(Beginning of Data shown)

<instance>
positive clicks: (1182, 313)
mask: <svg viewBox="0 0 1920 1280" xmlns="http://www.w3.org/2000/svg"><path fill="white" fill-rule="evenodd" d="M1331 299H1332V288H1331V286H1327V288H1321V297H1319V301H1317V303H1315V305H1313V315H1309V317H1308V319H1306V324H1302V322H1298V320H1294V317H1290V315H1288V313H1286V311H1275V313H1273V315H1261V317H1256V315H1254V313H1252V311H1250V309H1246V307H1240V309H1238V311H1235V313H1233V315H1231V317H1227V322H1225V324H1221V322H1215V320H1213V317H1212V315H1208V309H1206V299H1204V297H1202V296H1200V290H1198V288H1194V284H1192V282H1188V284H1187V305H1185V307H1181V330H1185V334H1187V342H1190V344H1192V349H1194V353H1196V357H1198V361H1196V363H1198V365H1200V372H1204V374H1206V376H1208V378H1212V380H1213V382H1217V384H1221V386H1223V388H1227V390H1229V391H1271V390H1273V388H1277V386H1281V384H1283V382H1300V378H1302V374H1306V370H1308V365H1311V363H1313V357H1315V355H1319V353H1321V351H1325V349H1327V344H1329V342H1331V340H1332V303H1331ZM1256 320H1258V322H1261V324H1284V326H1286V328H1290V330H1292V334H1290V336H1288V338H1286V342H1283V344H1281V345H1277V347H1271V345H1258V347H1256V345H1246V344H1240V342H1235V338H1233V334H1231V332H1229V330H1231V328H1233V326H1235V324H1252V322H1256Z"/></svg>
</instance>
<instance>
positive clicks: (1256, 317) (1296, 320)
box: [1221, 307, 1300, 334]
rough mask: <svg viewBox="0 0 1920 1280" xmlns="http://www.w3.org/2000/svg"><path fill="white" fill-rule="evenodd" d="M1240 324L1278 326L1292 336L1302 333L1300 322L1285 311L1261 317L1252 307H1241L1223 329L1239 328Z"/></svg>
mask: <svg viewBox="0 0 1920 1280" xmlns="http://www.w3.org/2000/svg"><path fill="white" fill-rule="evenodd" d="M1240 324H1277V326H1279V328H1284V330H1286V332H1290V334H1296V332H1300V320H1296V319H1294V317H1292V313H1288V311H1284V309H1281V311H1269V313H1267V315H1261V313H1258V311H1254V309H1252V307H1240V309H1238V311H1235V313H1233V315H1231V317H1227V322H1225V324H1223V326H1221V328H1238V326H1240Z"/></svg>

(End of Data shown)

What you are asked to do
Rewrite the lines from the one containing "rough mask: <svg" through the end of the material, inclusive, swapping "rough" for "coarse" and leaving everything else as it is.

Reply
coarse mask: <svg viewBox="0 0 1920 1280" xmlns="http://www.w3.org/2000/svg"><path fill="white" fill-rule="evenodd" d="M1240 324L1278 326L1292 336L1302 333L1300 322L1285 311L1261 317L1252 307H1241L1223 329L1239 328Z"/></svg>
mask: <svg viewBox="0 0 1920 1280" xmlns="http://www.w3.org/2000/svg"><path fill="white" fill-rule="evenodd" d="M1240 324H1277V326H1279V328H1284V330H1286V332H1290V334H1296V332H1300V320H1296V319H1294V317H1292V313H1288V311H1284V309H1281V311H1269V313H1267V315H1261V313H1258V311H1254V309H1252V307H1240V309H1238V311H1235V313H1233V315H1231V317H1227V322H1225V324H1223V326H1221V328H1238V326H1240Z"/></svg>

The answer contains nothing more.